Working data: Begin
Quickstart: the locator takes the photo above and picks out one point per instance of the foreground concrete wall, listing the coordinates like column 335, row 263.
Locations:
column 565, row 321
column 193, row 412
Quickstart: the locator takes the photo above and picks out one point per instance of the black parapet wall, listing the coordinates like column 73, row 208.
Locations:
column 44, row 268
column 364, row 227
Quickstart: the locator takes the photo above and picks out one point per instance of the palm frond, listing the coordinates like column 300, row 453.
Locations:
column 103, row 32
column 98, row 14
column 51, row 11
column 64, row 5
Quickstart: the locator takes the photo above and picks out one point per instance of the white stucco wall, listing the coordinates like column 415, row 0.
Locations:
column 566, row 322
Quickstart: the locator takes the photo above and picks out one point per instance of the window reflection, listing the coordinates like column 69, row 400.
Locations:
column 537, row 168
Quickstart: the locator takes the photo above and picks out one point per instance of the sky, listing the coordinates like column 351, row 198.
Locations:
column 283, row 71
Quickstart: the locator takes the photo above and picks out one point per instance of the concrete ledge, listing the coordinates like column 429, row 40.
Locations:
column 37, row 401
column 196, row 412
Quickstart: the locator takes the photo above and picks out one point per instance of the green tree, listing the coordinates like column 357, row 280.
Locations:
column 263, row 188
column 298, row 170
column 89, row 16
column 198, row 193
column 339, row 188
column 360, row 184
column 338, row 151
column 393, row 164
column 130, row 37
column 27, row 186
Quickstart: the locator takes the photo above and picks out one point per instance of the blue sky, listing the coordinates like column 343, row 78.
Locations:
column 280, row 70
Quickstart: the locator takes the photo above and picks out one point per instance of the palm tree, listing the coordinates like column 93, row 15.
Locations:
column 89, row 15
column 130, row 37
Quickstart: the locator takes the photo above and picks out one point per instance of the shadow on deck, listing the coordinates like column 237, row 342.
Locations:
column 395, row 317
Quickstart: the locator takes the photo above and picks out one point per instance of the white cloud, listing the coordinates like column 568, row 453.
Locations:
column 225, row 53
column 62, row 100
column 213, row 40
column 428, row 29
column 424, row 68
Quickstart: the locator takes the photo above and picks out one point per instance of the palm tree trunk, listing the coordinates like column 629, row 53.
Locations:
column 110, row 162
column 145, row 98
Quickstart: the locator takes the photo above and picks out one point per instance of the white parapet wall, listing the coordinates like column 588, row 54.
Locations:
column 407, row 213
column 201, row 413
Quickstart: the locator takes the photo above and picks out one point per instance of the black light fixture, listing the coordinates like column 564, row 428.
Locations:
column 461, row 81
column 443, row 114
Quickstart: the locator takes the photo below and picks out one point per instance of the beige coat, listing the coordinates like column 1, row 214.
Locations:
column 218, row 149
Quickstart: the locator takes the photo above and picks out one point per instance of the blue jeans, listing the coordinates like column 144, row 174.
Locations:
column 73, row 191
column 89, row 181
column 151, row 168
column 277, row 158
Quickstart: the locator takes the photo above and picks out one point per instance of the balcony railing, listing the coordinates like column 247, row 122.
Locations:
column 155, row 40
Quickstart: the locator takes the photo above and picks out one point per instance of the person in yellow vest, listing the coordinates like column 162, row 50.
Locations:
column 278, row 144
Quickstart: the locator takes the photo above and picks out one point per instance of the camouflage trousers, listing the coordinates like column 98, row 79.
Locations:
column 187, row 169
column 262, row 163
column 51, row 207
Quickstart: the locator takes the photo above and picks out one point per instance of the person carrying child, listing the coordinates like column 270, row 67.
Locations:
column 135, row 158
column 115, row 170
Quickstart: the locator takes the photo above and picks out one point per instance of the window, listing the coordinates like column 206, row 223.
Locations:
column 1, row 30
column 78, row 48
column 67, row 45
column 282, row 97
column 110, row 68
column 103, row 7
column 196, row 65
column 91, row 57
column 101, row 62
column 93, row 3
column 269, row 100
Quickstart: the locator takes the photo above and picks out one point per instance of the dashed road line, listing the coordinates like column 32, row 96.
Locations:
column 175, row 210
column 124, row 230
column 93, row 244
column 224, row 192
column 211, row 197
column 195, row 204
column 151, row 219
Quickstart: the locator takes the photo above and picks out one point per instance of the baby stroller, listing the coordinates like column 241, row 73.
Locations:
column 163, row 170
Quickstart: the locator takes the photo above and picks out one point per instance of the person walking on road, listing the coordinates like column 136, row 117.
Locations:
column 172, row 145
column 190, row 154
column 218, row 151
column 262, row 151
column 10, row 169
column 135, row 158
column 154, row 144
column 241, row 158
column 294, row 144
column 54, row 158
Working data: End
**Task statement:** Nothing except a number is needed: how many lines of the entries contain the word "white"?

**Exercise output:** 3